## Work to be completed
Print all of the items below, keeping every line unchanged character for character.

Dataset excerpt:
--- start ---

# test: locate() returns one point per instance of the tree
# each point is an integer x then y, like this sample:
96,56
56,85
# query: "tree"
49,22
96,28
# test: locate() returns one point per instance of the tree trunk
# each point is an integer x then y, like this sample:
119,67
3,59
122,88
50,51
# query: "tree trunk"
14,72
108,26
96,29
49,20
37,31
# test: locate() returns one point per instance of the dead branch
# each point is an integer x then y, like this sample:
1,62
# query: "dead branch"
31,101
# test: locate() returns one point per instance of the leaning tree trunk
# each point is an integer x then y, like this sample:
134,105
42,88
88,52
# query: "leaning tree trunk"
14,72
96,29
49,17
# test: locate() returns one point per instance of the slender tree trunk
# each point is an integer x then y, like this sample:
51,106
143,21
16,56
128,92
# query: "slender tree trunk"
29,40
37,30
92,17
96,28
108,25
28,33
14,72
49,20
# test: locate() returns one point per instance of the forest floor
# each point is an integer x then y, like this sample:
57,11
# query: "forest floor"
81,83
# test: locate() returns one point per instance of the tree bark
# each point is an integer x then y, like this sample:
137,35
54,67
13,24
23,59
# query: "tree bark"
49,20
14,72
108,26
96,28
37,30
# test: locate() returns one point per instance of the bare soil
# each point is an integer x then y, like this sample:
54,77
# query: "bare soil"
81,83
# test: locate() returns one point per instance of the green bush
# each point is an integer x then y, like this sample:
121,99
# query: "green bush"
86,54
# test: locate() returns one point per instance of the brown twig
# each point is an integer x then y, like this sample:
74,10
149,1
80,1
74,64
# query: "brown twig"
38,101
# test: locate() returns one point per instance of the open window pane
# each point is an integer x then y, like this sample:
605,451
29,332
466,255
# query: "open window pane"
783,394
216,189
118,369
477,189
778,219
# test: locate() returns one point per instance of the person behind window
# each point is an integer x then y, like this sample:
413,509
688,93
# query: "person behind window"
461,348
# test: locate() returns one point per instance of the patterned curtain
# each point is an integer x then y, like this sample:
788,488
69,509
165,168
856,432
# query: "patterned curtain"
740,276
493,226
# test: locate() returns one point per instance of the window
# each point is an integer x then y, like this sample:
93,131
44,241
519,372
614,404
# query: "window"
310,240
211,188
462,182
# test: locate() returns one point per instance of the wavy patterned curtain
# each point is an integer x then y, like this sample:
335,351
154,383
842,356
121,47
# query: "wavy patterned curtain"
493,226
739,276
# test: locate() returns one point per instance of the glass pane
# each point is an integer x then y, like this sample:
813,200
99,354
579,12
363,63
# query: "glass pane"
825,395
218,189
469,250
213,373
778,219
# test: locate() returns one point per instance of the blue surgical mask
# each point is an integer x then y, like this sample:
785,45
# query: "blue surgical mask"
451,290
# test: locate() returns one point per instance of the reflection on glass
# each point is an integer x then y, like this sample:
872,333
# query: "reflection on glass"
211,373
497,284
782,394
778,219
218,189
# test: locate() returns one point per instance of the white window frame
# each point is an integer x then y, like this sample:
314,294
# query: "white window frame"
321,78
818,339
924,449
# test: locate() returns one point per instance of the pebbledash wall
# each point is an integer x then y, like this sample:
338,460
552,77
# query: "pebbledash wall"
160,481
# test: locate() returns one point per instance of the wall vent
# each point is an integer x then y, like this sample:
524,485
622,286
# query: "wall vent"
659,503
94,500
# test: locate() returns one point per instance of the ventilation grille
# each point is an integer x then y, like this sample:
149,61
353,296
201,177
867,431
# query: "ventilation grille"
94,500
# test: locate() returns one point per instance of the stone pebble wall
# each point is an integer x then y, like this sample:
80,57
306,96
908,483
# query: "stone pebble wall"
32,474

--- end ---

## Written solution
# test: locate() returns one point per instance of the tree
# each point is an integer x then y, like this sample:
96,56
56,85
# query: "tree"
49,22
96,28
# test: locate() returns one point per instance of the tree trunk
# each point is an integer x then y, like this sample:
119,67
3,59
122,88
50,51
# query: "tree trunk"
14,72
108,26
96,29
49,20
37,31
# test: locate() returns one point per instance of the dead branch
# each point is an integer x then y, like this sample:
1,62
# query: "dead branch"
31,101
# test: locate() returns one point per instance of the leaning tree trunk
# each point is an integer x then y, like this sample:
134,105
42,88
88,52
# query: "leaning tree trunk"
14,72
96,29
49,17
# test: locate() returns one point per instance of the slender tree trunk
# each point is an integer x then y, like this sample:
51,106
143,21
16,56
128,92
# query: "slender tree trunk"
29,40
37,30
92,17
96,28
108,25
28,33
14,72
49,20
# test: locate() returns one point per instance of the forest floor
# each point is an integer x then y, like this sample:
57,11
# query: "forest floor"
81,83
# test: locate() returns one point per instance of the tree bark
# each point is an integer x then y, like this sample:
137,35
54,67
13,24
23,59
# query: "tree bark"
49,20
14,72
108,26
96,28
37,30
# test: locate() returns one point per instance of the bare soil
# each point is an integer x then y, like this sample:
54,77
# query: "bare soil"
81,83
# test: locate() returns one point per instance of the green bush
# each point is an integer x then y, like this sample:
121,99
# query: "green bush"
86,54
# test: locate() returns one point per instance of the brown twig
# each point is an integer x then y, like this sample:
74,10
149,1
80,1
74,64
# query: "brown twig"
38,101
# test: locate() returns one point per instance of the open window pane
# each point is an integer x then y, like this sample:
605,451
29,332
466,255
# query: "open window pane"
783,394
216,189
118,369
477,189
778,219
# test: locate() returns one point per instance of the person behind window
# each point is an integer x then y, like this sample:
413,509
688,93
# query: "person behind window"
461,348
# test: locate() returns one point per instance of the patterned curtain
# each point is an integer x then y, like this sample:
788,488
69,509
165,168
856,432
# query: "patterned curtain"
740,276
493,226
# test: locate() returns one point per instance of the window
# each point is an integer x then y, like this sample:
93,131
44,241
519,372
614,404
# query: "window"
310,240
211,188
462,182
# test: locate() returns one point per instance of the wavy patterned curtain
# each point is an integer x then y, like this sample:
335,351
154,383
842,356
121,47
# query: "wavy patterned curtain"
493,226
739,276
# test: locate() returns one point per instance of the glass pane
# each point is an integer x then y, like this sample:
813,200
99,354
579,12
363,63
# query: "glass pane"
825,395
218,189
469,250
213,373
778,219
# test: locate() returns one point per instance of the blue surgical mask
# each point is an integer x then y, like this sample:
785,45
# query: "blue surgical mask"
451,290
# test: locate() returns one point per instance of the reflection on glass
# each point is an integer x then y, like this sample:
872,333
# query: "reflection on glass"
211,373
497,284
782,394
778,219
218,189
# test: locate() returns one point per instance of the white window frame
# each point is an integer x then y, like this sample:
314,294
# query: "white window frame"
321,78
818,339
924,449
# test: locate() returns one point per instance of the pebbledash wall
# each point is an integer x then y, like this sample:
338,460
552,77
# query: "pebbledash wall"
160,481
# test: locate() returns one point per instance of the wall vent
# each point is an integer x then y, like this sample:
524,485
622,286
# query: "wall vent"
659,503
94,500
# test: locate() returns one point per instance of the ventilation grille
# each point is an integer x then y, like this sample:
149,61
353,296
201,177
867,431
# query: "ventilation grille"
94,500
# test: locate() returns one point per instance of the stone pebble wall
# each point is an integer x then y, like this sample:
80,57
306,96
908,483
# query: "stone pebble wall"
32,474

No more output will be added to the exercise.